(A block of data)
========================================

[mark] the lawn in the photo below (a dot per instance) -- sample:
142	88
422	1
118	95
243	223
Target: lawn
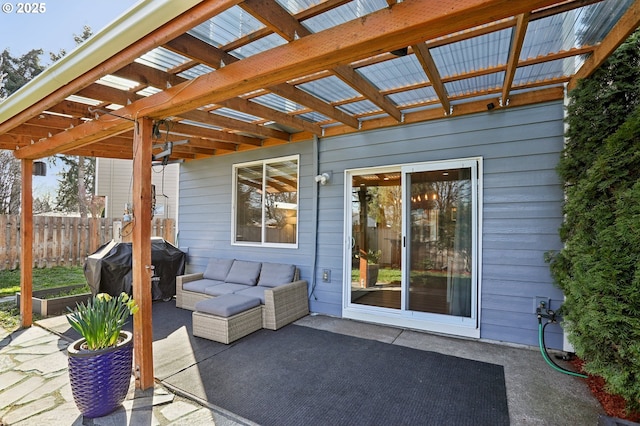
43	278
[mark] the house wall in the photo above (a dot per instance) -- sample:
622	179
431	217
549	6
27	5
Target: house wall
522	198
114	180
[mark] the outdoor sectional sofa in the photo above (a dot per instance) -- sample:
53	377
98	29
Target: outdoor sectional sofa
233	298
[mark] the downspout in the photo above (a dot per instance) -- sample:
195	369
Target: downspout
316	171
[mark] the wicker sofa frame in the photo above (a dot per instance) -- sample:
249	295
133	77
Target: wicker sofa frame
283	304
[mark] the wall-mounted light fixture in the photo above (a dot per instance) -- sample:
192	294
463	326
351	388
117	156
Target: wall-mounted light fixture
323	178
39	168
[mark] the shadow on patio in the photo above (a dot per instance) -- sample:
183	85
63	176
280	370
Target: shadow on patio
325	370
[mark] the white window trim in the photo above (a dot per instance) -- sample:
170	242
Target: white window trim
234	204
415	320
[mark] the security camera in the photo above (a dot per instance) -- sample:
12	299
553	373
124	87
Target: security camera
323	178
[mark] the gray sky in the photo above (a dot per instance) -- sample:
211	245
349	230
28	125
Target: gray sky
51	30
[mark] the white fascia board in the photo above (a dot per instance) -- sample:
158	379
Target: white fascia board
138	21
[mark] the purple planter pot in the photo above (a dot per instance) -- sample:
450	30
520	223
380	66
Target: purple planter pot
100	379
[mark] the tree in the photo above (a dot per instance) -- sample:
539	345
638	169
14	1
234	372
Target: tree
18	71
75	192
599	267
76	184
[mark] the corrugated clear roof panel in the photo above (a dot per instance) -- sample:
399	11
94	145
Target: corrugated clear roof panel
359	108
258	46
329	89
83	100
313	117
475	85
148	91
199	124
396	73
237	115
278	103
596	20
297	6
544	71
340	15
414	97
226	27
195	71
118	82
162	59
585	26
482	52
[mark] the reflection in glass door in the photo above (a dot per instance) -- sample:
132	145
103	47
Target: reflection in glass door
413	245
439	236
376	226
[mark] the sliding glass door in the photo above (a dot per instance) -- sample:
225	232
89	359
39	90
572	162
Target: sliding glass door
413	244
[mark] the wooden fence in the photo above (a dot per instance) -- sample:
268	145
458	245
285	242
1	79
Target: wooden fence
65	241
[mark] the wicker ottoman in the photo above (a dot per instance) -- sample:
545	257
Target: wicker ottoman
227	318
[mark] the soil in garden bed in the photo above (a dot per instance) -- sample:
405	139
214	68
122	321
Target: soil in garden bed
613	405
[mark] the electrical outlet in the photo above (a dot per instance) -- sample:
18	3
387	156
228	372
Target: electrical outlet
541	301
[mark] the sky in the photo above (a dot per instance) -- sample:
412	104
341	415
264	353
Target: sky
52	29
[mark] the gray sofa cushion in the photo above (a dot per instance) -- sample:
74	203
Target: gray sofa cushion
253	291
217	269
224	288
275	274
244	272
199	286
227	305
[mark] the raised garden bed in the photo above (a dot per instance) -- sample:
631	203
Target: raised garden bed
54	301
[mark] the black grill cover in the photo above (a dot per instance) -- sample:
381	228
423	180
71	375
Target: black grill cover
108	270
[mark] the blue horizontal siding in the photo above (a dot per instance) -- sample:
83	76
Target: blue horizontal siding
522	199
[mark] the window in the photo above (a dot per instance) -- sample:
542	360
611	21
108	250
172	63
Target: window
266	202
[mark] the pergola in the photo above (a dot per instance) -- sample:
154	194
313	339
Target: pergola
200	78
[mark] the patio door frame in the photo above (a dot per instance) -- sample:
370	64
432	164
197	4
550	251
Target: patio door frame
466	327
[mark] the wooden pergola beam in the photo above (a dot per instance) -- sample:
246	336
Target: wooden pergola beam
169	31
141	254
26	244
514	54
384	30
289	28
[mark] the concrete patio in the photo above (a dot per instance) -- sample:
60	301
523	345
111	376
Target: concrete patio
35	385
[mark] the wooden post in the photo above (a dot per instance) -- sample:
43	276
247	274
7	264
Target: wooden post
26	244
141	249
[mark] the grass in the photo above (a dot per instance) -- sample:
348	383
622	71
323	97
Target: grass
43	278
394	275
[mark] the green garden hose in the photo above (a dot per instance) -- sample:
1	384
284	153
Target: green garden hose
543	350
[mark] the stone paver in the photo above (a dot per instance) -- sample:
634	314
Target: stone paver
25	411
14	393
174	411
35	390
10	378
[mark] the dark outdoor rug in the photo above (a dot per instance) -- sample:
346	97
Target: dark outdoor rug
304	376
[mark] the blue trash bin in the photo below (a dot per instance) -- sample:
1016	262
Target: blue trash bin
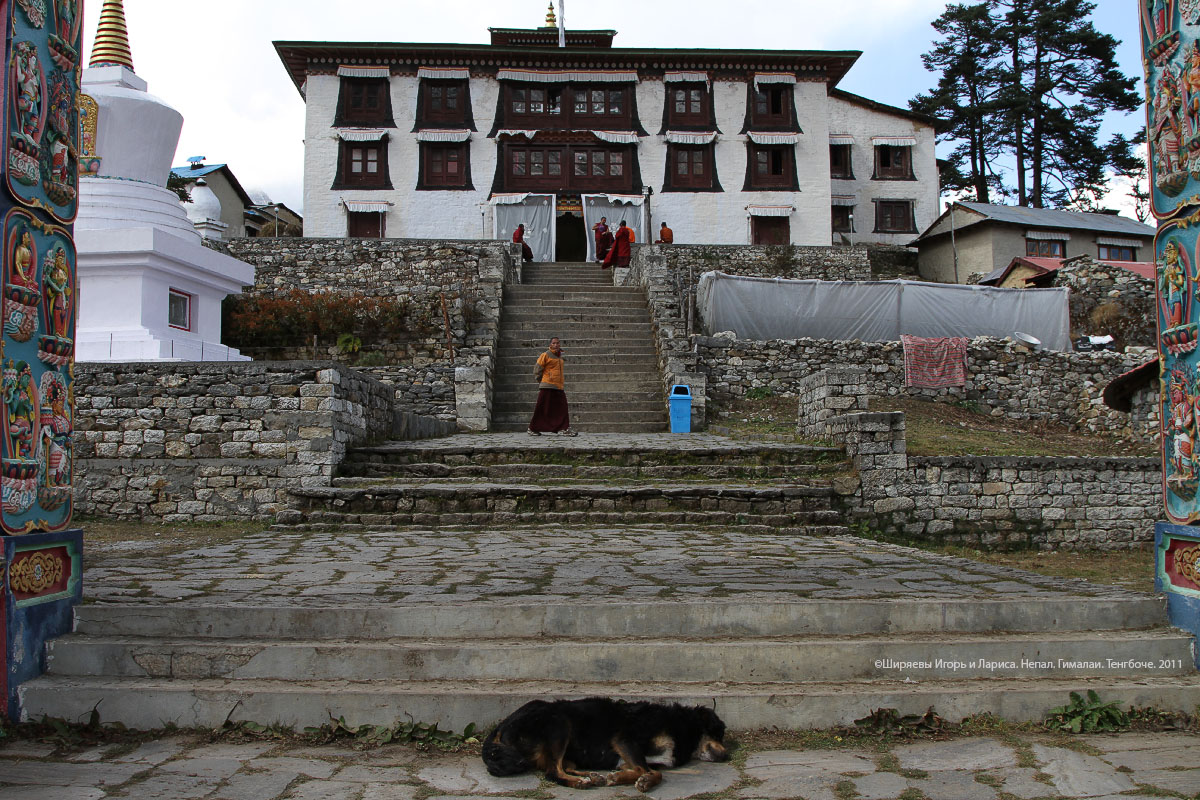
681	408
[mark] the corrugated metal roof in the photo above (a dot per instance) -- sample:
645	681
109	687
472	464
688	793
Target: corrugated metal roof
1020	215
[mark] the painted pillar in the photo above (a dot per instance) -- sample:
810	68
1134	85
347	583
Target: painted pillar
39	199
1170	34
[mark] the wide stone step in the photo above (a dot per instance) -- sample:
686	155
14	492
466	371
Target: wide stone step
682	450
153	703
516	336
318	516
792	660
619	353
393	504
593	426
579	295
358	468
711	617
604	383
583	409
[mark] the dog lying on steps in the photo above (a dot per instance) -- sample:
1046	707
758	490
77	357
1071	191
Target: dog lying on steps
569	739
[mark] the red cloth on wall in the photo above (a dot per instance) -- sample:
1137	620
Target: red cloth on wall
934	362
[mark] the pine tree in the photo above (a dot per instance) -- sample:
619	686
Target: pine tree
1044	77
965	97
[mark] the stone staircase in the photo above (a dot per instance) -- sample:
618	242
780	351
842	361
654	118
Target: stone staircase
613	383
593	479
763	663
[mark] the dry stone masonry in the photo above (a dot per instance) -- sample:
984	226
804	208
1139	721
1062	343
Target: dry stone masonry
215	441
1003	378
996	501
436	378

========================================

**Request:** Do not copy the pictures, but repeat every line exactly.

**Complete response:**
[mark] the lawn in the photo below (a dot per instance) -- sample:
142	88
422	1
118	95
243	223
Target: lawn
43	278
[mark] the house wall in the photo above (a dot per instance) -- sample:
622	179
431	217
549	6
27	5
Target: house wall
522	198
114	180
[mark] the outdoor sectional sofa in the photo above (a dot per instance) -- sample:
53	377
98	29
Target: outdoor sectional sofa
233	298
[mark] the downspout in the photo above (a dot per instance) -- sample:
195	369
Target: downspout
316	171
[mark] the wicker sofa frame in the photo above (a dot per instance) -- sample:
249	295
133	77
Target: wicker sofa frame
283	304
[mark] the wall-mounted light fixture in the photo above (a dot per instance) -- sample:
192	294
463	326
351	388
117	156
Target: wall-mounted light fixture
323	178
39	168
[mark] the shadow on patio in the photo above (a dot per instance) -- sample:
183	85
63	176
280	370
Target: shadow on patio
325	370
[mark] the white window trim in the photo above (a dot per instance) -- sample:
170	242
Target: white window trim
234	204
415	320
[mark] the security camera in the photo above (a dot per instance) -- sample:
12	299
553	373
124	87
Target: security camera
323	178
[mark] the gray sky in the photo above (a dot per instance) -- sample:
211	245
349	230
28	125
Target: gray sky
51	30
[mark] the white fascia board in the photo above (a dot per instance) -- sample:
158	379
Target: white fascia board
138	21
[mark] the purple planter pot in the photo above (a dot per instance) -- sample:
450	30
520	223
380	66
Target: purple planter pot
100	379
[mark] the tree in the photo above (a dot per instance) -- sample:
539	345
638	169
14	1
234	372
Target: tree
18	71
75	192
599	267
76	184
[mark] the corrugated clear roof panel in the photo above (a dot per instance) -- sample:
399	11
94	145
Target: corrugated clear roof panel
359	108
258	46
329	89
83	100
313	117
475	85
148	91
199	124
396	73
237	115
278	103
596	20
297	6
544	71
340	15
414	97
226	27
195	71
118	82
162	59
585	26
482	52
[mark] the reflection in glass door in the photo above (a dot per instance) -- sample:
132	145
103	47
Target: reflection in glass door
413	245
439	236
376	226
[mark] the sliding glass door in the photo above (a dot per instance) -- sample:
225	232
89	359
39	90
572	162
Target: sliding glass door
413	244
[mark] the wooden fence in the photo above (a dot per instance) -- sample:
268	145
458	245
285	242
1	79
Target: wooden fence
65	241
[mark] the wicker ottoman in the photo above (a dot per instance) -- sample:
545	257
Target: wicker ottoman
227	318
[mark] the soil in garden bed in the photo above (a dot per instance) -- sample:
405	139
214	68
122	321
Target: soil in garden bed
613	405
[mark] the electrical outlet in the photo above (a dot per instance) -- sample:
18	3
387	156
228	372
Target: electrical outlet
541	301
[mark] the sky in the photo above (a dot per instance) -- sample:
412	104
341	415
264	353
Target: sky
52	29
[mark] the gray sofa cushion in the photo above (a dot per instance) -- sample:
74	203
Target: gray sofa cushion
253	291
217	269
224	288
275	274
244	272
199	286
227	305
[mark] the raised garden bed in the photo above (a dot per instance) -- sample:
631	203
Target: raised garden bed
54	301
[mark] the black grill cover in the photo above (a dot per instance) -- sample:
381	228
423	180
71	375
Target: black grill cover
108	270
[mark] the blue horizontal siding in the photo above (a dot per instance) -- sample:
83	76
Target: blue horizontal siding
522	199
[mark] the window in the photo above (a dot per instance) -- sample:
542	360
611	21
108	250
172	63
Target: window
266	202
[mark] the pergola in the photo above (a dot per instance) -- sample:
154	194
313	339
Target: pergola
200	78
[mark] the patio door frame in the photo above (a dot per instance) -- sample:
370	64
432	164
197	4
550	251
Target: patio door frame
466	327
[mark] the wooden pergola beam in the photo above (a dot per instance) -- sample:
246	336
Target: wooden pergola beam
169	31
141	254
26	244
514	54
384	30
289	28
[mark] the concrete patio in the photo above (a dot per instance) -- sample:
60	301
523	345
111	376
Target: concrete patio
35	385
[mark] the wooden post in the photo above (a dot per instance) -- sample:
43	276
247	274
7	264
Target: wooden post
26	244
141	249
[mark] the grass in the photo above (a dot per instance) -- sample:
348	383
622	71
323	97
Target: grass
43	278
394	275
[mark] the green garden hose in the photo above (a dot per instance) -- sample:
1	384
284	153
Target: green garden hose
543	350
[mark] the stone paver in the photo above (a dot per instance) -- sample:
634	314
Target: stone paver
25	411
14	393
174	411
35	390
10	378
[mark] the dark outdoor rug in the photo above (a dot per instance) -- sample:
346	97
Target: dark outdoor rug
304	376
[mark] the blue trash bin in the photo below (a dot per instance) -- sample:
1016	262
Target: blue trash bin
681	408
[mark] the corrugated metal roof in the photo above (a dot per instance) -- sample:
645	681
109	687
472	464
688	793
Target: corrugated metal roof
1020	215
[mark] the painted pillar in the photo above (a dot per instance) -- sample:
810	68
1134	85
347	583
Target: painted pillar
39	199
1170	34
[mark] the wide stone step in the photo above (a dot per instance) -- sample:
686	155
14	492
466	371
Target: wide stone step
682	450
153	703
516	336
318	516
792	660
619	353
393	504
593	426
579	295
358	468
711	617
604	383
583	409
[mark] the dog lying on steps in the photo above (a dot per instance) -- sample:
1046	707
758	490
77	357
1071	191
Target: dog lying on steps
569	739
[mark] the red cloth on wall in the photo above (a dot per instance) -- sample:
1137	620
Target: red cloth on wall
934	362
[mark] the pine tree in the photo above (a dot per instance) -- sample:
619	686
Target: pine tree
1044	77
965	97
[mark] the stone staircase in the photo above (a dot per instance) -- sample:
618	242
780	351
842	361
654	118
Target: stone staircase
613	383
593	479
763	663
[mark] the dry stone masonry in the photo above (a dot per instance) -- sample:
984	226
804	208
1139	721
1062	343
Target: dry stone masonry
215	441
1003	378
996	501
436	378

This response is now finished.